Recorded data
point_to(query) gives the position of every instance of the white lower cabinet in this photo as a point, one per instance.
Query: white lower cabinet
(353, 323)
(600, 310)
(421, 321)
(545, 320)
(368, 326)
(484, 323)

What to do:
Each entry in the data should be restated exactly as it was written.

Finished task:
point_to(query) gives the position of every instance of the white lower cabinet in this photo as a point, one per instance.
Query: white lower cabinet
(353, 323)
(600, 310)
(421, 321)
(545, 320)
(368, 326)
(484, 323)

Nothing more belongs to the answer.